▶ Text passage
BEGIN
How in the world did I miss this thread over the last two years???

Great work bringing these articles together @RedLion!


----------



## stowlin (Apr 25, 2016)

Pertinent now and two years ago, but where is @RJAMES and the resident defenders of the norm?


----------



## RedLion (Sep 23, 2015)

An interesting bit of info related to this thread....



> It was easy enough to predict that Trump would appoint Dr. William Happer to set up a Presidential Committee on Climate Science.
> 
> Two years have passed and have been lost. The first years of the Trump administration were hobbled by poor Cabinet picks, a proportion of whom conspired against him and others who were just hopeless. Scott Pruitt at the EPA should have got on with Dr Happer's appointment straight away but instead spent $3.5 million on his own security detail. In the meantime, the climate juggernaut rolled on, producing 1,500 pages of alarmist nonsense in an official government report.
END
▶ Data shown
BEGIN
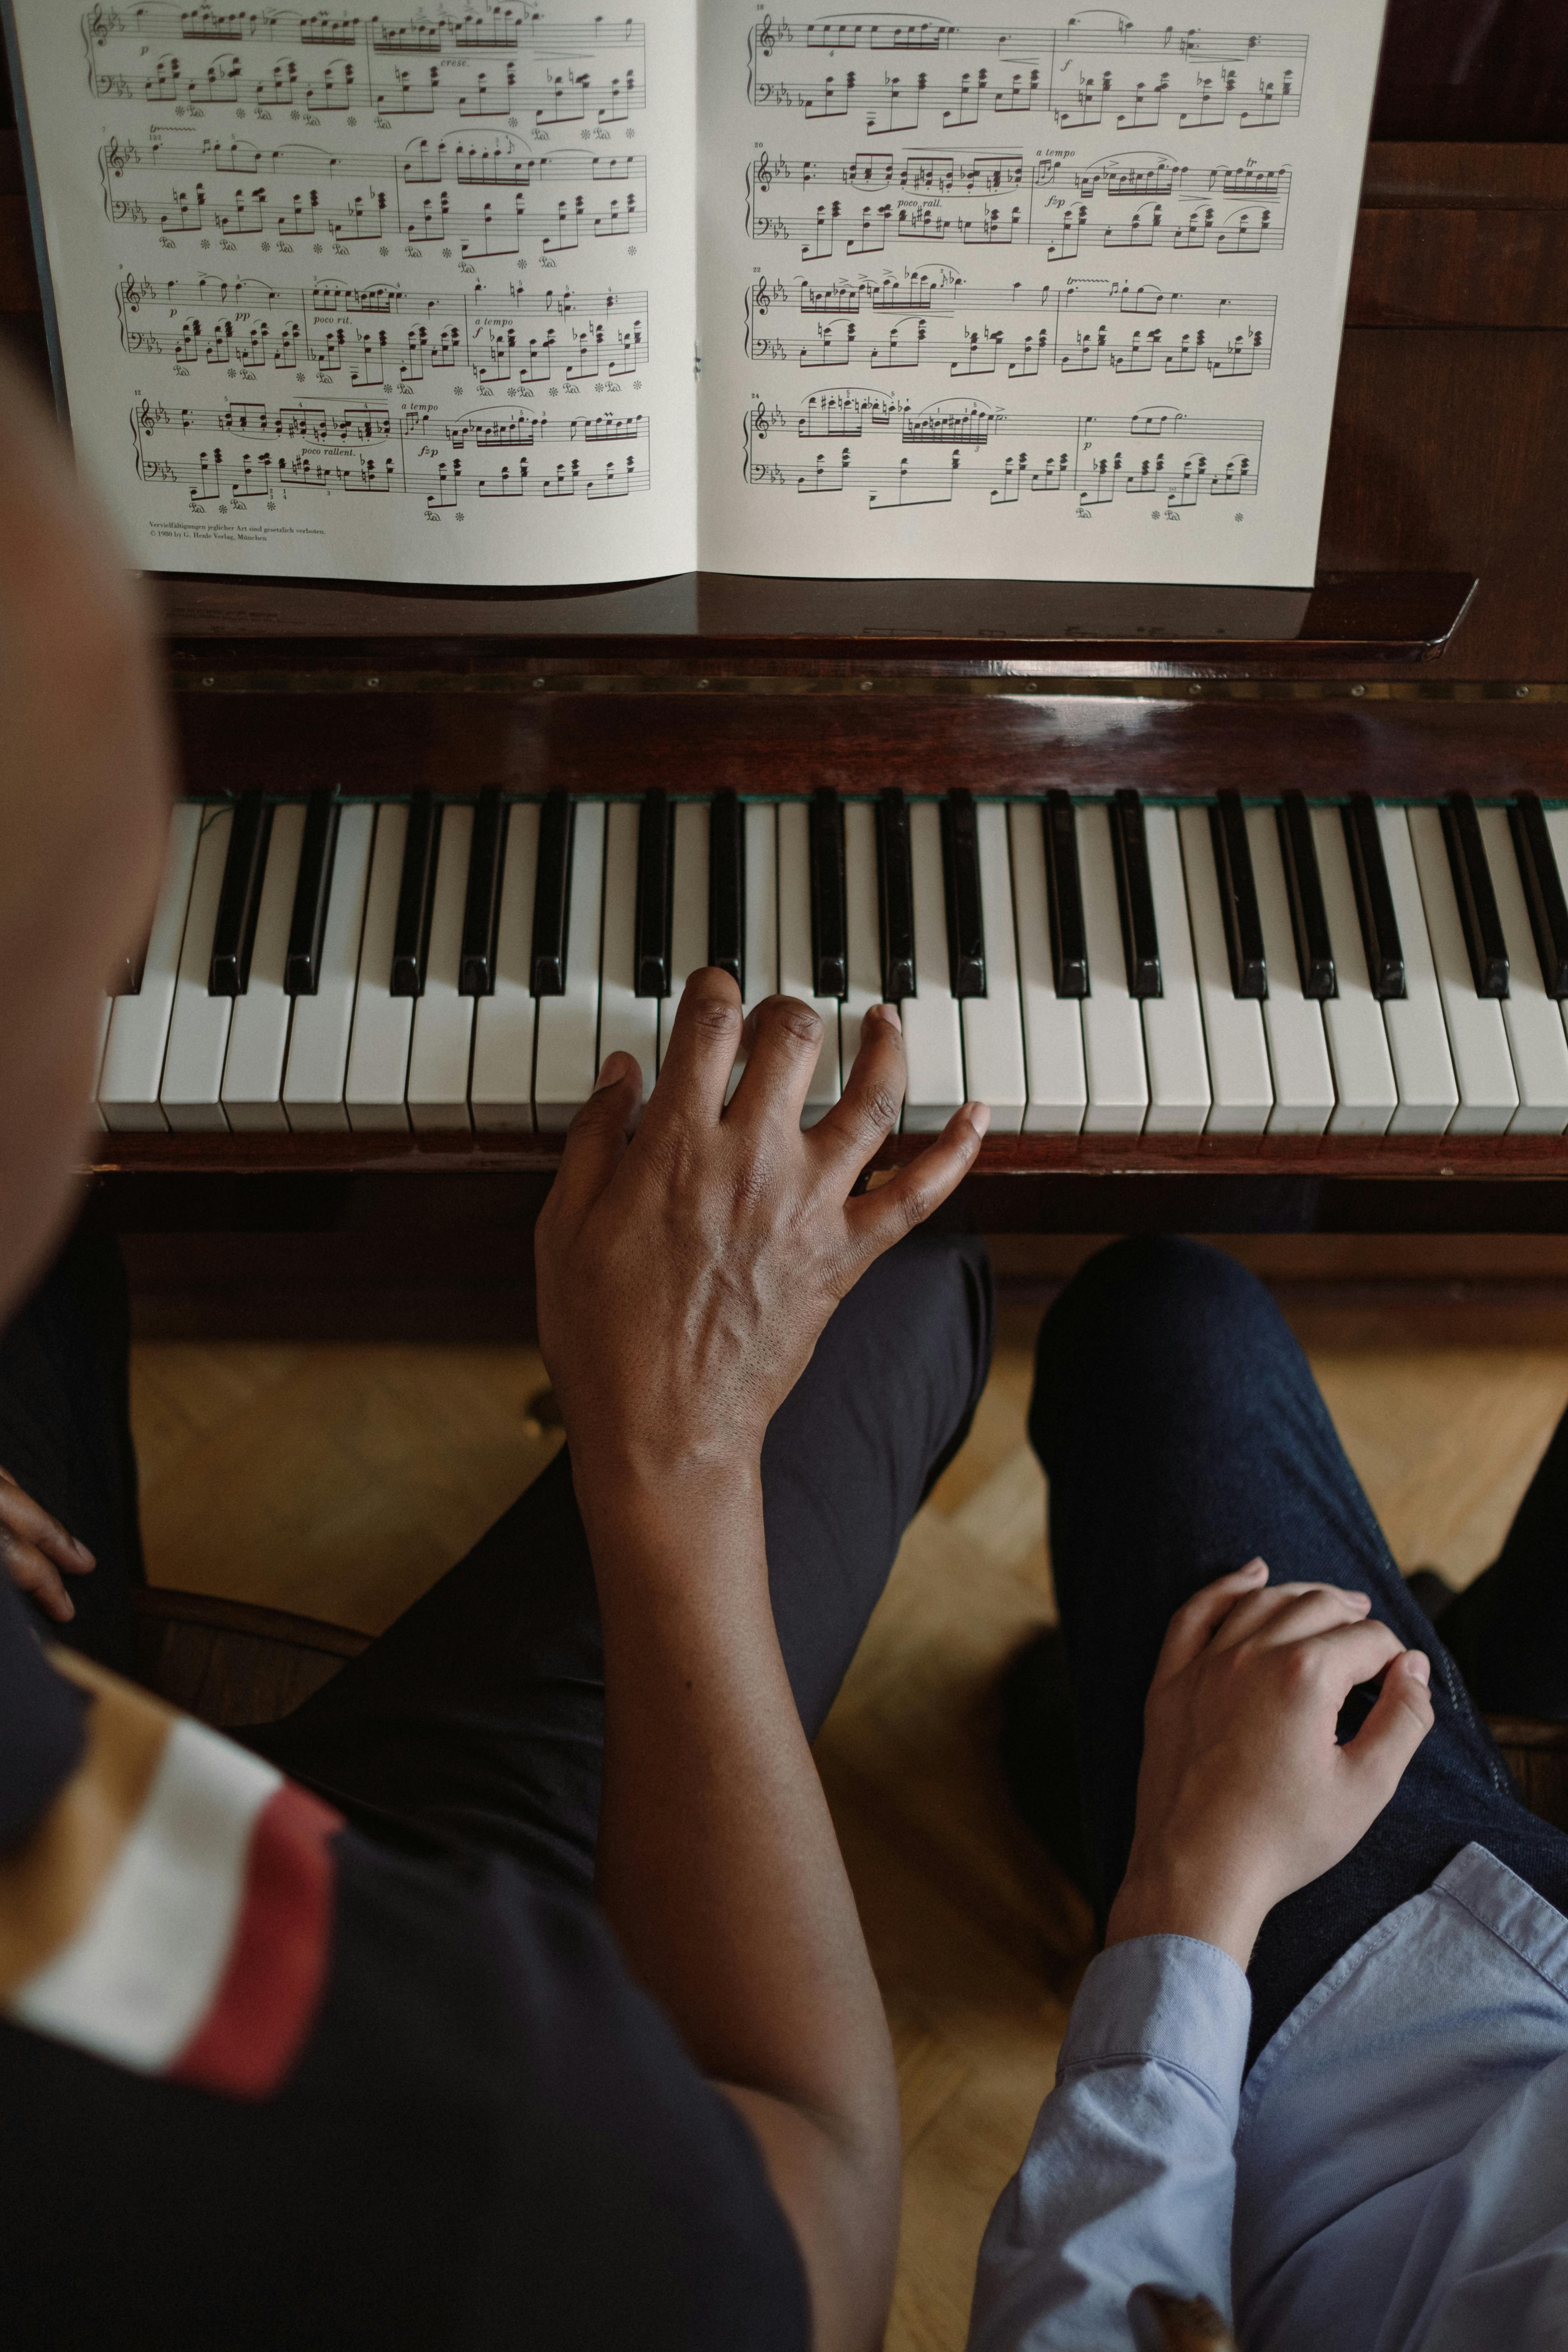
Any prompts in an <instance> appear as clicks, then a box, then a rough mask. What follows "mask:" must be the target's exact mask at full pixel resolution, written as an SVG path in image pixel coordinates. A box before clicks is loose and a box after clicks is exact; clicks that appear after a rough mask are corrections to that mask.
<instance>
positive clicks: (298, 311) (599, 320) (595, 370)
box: [115, 273, 651, 390]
END
▶ Work instructions
1: Pull out the stretch of the climate-science forum thread from "## RedLion (Sep" through "on Climate Science.".
2: Write what comes next in the climate-science forum thread, starting right after its last sentence.

▶ Results for the exercise
1:
## RedLion (Sep 23, 2015)

An interesting bit of info related to this thread....



> It was easy enough to predict that Trump would appoint Dr. William Happer to set up a Presidential Committee on Climate Science.

2:
> 
> You can tell how important Dr Happer is by the forces that have been marshaled against him. The three major lefty media organizations - CNN, the Washington Post, and the New York Times - all came out to say Dr. Happer's efforts would be wasted. The Democrats are alarmed, calling Dr Happer's proposed panel "dangerous."


and....



> How will Dr. Happer and his panel set the world free? At the moment, the Marxist plotters bang on about the 97% scientific consensus on global warming. They have created a sealed edifice of lies and have maintained it assiduously. After Dr. Happer's report is released, the mantra of "Are you denying the science?" will be turned on its head.
> 
> Global warming has been a state-sponsored religion, with its priesthood funded from the public purse to the tune of $2.5 billion a year in the U.S. alone. The priests of that cult will be plucked off the public teat, and the memory of what they preached will fade. That frabjous day can't come soon enough.


https://www.americanthinker.com/blog/2019/03/dr_happer_will_set_them_free.html


----------



## RedLion (Sep 23, 2015)

Well yeah. Pretty bad for the lying lefties when Green Peace is calling you fools and liars....



> Greenpeace Founding Member: 'The Whole Climate Crisis Is Not Only Fake News, It's Fake Science'


https://pjmedia.com/video/greenpeace-co-founder-the-whole-climate-crisis-is-not-only-fake-news-its-fake-science/


----------



## RedLion (Sep 23, 2015)

RedLion said:


> An interesting bit of info related to this thread....
> 
> and....
> 
> https://www.americanthinker.com/blog/2019/03/dr_happer_will_set_them_free.html


More on this as it appears to be moving forward.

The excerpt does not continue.